● **Schriftliche Aufgabe 1**: Gib in den Datensätzen weiter unten alles von der Zeile mit „Exercise. Mark the canal“ bis einschließlich der Zeile mit „pixel 379 399“ erneut wieder und ändere dabei „canal“ in „river“. Alles andere bleibt unverändert.

● **Vorgelegter Text**:
Judäa könnte auch New Judea heißen. Zumindest gleicht das Reich von König Herodes in Stef Lernous Inszenierung einem heruntergekommenen Flecken in den Sümpfen des US-amerikanischen Südens. Mehr als einen heruntergekommenen Wohnwagen und einen Steg ins Nirgendwo hat der von Torsten Bauer gespielte Herrscher nicht vorzuweisen. Hier lüstert der alt gewordene Patriarch und Brudermörder nach seiner Stieftochter Salome, während ihn seine Gattin Herodias, eine verbitterte Trailer-Park-Xanthippe, fortwährend beleidigt und demütigt. Die schwüle, erotisch aufgeladene Atmosphäre von Oscar Wildes Einakter kippt indessen ins Dumpf-Brutale. Es würde kaum jemanden überraschen, wenn Herodes einfach über Salome herfiele. Allerdings fehlt diesem traurigen Wrack von einem König dazu der Mut. Außerdem wüsste Ronja Oppelts Salome, ganz stachelige Sumpfblüte, genau, wie sie sich seiner erwehren kann.

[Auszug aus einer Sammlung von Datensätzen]
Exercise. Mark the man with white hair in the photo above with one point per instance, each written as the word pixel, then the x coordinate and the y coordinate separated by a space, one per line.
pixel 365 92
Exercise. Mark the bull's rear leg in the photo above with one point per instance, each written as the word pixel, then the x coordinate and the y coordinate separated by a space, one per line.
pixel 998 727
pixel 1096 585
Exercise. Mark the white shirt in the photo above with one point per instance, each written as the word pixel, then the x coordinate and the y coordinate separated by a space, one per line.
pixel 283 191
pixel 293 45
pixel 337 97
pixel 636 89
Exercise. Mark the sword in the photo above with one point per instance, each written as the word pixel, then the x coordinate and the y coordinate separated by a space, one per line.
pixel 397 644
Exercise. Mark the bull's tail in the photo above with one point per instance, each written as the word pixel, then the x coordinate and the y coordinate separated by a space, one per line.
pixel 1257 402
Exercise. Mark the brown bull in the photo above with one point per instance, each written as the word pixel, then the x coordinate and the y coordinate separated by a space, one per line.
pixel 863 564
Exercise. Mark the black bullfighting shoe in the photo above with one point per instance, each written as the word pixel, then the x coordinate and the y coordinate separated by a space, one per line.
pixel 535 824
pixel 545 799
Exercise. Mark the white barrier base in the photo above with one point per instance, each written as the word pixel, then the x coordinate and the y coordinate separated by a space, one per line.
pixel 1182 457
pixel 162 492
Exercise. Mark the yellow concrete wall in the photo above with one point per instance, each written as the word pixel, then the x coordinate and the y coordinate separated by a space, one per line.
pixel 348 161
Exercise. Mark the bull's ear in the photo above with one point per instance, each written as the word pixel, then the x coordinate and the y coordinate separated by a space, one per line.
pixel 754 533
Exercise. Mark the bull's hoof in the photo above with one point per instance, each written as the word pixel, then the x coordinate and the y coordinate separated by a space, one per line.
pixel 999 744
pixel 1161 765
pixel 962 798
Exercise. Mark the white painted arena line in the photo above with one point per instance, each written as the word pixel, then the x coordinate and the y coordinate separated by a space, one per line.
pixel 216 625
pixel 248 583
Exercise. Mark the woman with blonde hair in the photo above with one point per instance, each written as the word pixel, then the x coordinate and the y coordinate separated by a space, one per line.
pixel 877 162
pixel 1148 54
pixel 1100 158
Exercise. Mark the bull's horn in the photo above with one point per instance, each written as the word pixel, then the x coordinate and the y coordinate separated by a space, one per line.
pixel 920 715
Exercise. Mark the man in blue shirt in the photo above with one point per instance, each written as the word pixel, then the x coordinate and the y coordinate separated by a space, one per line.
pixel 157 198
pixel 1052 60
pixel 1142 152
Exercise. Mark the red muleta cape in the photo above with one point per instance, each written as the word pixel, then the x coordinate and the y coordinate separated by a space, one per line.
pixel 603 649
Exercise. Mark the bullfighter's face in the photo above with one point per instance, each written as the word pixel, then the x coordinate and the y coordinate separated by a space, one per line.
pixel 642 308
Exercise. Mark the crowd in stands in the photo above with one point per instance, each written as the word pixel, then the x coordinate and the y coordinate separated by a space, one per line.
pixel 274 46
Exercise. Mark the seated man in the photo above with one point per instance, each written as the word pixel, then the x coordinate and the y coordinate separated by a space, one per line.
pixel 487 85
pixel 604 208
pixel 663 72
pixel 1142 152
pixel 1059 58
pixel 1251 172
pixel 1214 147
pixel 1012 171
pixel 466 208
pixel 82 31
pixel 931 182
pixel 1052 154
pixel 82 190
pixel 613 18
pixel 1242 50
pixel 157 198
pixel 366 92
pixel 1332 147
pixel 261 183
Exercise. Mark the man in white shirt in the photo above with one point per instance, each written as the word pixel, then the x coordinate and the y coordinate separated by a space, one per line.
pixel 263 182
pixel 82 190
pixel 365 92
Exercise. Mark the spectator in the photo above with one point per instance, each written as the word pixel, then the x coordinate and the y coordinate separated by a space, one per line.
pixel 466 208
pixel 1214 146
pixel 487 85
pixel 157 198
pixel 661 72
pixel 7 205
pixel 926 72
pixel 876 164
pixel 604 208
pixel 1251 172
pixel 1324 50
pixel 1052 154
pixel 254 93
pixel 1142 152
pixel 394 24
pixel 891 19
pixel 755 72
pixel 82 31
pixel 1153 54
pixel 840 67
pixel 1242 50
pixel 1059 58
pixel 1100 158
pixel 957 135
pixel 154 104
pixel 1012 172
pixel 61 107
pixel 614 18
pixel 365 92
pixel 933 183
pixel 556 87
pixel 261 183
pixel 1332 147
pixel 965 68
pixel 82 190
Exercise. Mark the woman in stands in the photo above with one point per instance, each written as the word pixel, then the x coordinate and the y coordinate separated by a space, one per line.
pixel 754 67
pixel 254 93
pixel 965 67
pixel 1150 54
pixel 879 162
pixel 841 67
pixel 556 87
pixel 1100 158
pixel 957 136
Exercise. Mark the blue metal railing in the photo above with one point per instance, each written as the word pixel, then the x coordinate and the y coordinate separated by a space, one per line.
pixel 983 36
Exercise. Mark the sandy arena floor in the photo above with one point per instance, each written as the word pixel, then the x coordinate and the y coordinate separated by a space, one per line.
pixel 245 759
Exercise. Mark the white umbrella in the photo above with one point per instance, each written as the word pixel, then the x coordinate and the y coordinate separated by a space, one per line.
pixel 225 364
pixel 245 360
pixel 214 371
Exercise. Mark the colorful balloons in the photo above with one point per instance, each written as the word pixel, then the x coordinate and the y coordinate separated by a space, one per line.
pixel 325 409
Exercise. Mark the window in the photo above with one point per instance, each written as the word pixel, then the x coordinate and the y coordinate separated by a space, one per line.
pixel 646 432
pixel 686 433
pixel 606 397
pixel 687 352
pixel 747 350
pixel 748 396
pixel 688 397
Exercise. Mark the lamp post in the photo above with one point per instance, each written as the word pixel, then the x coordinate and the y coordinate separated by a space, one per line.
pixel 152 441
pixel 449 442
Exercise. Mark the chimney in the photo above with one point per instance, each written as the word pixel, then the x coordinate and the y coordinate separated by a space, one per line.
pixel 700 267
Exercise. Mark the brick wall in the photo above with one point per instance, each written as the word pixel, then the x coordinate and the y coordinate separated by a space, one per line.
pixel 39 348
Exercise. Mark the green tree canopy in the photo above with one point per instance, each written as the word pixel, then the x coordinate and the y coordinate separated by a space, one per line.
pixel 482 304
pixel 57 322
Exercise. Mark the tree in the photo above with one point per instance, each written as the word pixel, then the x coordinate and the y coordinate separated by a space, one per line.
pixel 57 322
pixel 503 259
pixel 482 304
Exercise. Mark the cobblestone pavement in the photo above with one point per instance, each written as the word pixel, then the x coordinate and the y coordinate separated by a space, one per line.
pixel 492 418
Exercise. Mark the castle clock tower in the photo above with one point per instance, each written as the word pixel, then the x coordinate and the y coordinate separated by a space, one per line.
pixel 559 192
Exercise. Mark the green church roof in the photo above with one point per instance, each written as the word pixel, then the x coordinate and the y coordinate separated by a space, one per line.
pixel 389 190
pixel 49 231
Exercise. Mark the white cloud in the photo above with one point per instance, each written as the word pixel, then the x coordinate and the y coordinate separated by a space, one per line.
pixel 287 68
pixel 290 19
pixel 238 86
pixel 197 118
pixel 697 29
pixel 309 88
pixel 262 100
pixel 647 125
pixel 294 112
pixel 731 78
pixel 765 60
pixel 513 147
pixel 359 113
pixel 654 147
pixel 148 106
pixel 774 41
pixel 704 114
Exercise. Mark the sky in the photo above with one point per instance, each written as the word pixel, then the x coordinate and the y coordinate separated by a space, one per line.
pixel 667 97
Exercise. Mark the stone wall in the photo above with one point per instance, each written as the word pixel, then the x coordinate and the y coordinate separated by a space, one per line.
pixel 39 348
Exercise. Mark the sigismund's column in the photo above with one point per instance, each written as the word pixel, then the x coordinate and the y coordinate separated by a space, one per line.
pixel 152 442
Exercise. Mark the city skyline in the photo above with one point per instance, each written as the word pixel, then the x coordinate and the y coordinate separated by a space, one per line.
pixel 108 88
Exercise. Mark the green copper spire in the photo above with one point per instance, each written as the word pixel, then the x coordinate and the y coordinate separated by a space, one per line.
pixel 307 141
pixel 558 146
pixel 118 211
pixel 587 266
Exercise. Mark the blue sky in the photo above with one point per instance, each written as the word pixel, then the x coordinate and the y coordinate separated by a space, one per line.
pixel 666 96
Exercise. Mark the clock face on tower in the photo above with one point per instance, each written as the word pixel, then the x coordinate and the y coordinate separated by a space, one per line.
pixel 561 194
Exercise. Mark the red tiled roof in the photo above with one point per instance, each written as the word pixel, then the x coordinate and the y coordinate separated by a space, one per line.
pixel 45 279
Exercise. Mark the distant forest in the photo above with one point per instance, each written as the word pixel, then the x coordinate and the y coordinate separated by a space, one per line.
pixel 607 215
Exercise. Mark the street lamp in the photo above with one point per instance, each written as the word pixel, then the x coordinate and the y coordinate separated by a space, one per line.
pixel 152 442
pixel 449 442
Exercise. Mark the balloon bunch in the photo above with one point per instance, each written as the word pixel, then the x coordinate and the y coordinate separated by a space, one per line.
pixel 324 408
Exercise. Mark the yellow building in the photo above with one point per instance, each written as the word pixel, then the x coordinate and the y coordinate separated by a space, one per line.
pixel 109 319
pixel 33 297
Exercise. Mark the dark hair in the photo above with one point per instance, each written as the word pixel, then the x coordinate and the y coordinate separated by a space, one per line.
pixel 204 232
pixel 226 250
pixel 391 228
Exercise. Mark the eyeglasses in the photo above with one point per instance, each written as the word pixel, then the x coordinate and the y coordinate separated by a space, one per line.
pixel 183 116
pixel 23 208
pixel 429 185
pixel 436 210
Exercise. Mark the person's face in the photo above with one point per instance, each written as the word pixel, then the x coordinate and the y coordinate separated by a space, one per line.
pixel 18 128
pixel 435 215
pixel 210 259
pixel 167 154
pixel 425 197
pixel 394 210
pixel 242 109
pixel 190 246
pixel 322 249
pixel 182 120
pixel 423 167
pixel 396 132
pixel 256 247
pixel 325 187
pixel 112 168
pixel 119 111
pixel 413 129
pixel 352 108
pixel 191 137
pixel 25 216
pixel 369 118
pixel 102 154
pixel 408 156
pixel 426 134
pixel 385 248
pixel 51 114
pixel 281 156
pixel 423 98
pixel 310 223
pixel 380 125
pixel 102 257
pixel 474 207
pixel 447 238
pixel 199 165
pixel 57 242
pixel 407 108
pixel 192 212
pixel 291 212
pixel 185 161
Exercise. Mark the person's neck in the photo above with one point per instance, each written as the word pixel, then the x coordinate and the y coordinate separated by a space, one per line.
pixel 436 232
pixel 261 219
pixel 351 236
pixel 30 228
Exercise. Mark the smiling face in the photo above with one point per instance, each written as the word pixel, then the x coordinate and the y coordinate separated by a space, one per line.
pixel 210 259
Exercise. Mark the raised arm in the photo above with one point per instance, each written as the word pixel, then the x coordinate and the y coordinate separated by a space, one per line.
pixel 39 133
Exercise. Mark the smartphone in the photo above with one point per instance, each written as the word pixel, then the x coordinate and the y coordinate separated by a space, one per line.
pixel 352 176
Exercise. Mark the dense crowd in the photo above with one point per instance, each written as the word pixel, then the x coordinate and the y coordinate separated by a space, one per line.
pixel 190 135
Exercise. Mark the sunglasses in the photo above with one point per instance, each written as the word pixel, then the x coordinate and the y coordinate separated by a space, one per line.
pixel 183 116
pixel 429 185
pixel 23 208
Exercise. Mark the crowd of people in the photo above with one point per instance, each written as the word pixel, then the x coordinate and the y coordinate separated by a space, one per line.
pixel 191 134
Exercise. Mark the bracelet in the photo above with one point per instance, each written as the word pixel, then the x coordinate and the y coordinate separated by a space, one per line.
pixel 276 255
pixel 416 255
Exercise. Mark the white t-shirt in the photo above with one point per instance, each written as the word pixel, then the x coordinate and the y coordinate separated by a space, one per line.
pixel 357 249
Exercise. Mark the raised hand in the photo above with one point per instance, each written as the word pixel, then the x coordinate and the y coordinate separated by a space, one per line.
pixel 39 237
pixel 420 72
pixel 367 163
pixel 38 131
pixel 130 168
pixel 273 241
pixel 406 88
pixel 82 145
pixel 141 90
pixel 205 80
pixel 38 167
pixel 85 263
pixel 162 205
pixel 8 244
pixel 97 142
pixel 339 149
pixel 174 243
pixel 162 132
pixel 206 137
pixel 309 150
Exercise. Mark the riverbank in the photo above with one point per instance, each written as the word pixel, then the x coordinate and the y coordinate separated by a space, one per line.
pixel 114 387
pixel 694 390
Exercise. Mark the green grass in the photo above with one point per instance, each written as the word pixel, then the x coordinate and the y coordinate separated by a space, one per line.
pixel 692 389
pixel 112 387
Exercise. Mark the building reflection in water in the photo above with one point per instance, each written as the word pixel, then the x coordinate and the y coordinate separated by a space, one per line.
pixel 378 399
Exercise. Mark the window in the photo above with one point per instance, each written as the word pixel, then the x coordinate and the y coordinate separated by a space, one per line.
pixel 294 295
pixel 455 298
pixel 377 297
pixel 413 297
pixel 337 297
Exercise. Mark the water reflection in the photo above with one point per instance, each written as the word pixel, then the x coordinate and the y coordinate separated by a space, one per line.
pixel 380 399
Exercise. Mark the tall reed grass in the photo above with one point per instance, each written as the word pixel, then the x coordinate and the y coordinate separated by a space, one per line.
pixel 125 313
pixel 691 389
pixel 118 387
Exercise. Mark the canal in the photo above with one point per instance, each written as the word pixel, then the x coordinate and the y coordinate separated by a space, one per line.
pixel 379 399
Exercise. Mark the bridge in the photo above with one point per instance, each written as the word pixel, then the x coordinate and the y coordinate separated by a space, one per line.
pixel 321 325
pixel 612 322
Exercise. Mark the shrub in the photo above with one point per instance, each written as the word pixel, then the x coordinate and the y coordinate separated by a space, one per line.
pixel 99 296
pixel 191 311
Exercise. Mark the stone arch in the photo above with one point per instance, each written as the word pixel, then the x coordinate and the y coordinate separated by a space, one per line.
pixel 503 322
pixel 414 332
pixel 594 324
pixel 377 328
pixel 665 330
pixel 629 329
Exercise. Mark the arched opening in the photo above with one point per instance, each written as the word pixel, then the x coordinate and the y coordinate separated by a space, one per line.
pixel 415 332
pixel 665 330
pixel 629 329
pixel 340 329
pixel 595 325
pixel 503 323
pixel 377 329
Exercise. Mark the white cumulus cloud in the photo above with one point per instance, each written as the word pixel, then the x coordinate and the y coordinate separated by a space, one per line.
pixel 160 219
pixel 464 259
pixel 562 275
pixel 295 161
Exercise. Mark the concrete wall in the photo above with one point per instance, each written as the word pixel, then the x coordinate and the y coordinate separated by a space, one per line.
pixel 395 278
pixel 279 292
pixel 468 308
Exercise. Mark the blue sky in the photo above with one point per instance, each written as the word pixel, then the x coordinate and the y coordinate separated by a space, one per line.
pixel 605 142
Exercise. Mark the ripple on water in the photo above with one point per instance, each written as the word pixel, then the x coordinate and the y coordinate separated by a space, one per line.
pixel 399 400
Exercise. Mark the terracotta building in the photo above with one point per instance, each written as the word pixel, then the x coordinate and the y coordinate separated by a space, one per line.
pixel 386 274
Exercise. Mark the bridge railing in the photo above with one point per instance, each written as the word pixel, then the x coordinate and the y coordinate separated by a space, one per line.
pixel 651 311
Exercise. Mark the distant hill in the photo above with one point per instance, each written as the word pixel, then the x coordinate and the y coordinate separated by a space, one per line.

● **Schriftliche Aufgabe 2**: Prüfe anhand der Theaterkritik zur Salome-Inszenierung, ob die folgenden Aussagen zutreffen, und belege jede Antwort mit einem wörtlichen Zitat: (a) Die Rolle des Herodes spielt Torsten Bauer. (b) Herodes fällt über Salome her. (c) Herodias begegnet ihrem Gatten mit Respekt.

● **Richtige Antwort 1**:
Exercise. Mark the river in the photo above with one point per instance, each written as the word pixel, then the x coordinate and the y coordinate separated by a space, one per line.
pixel 379 399

● **Richtige Antwort 2**:
(a) Ja: „der von Torsten Bauer gespielte Herrscher“
(b) Nein: „Allerdings fehlt diesem traurigen Wrack von einem König dazu der Mut.“
(c) Nein: „während ihn seine Gattin Herodias, eine verbitterte Trailer-Park-Xanthippe, fortwährend beleidigt und demütigt“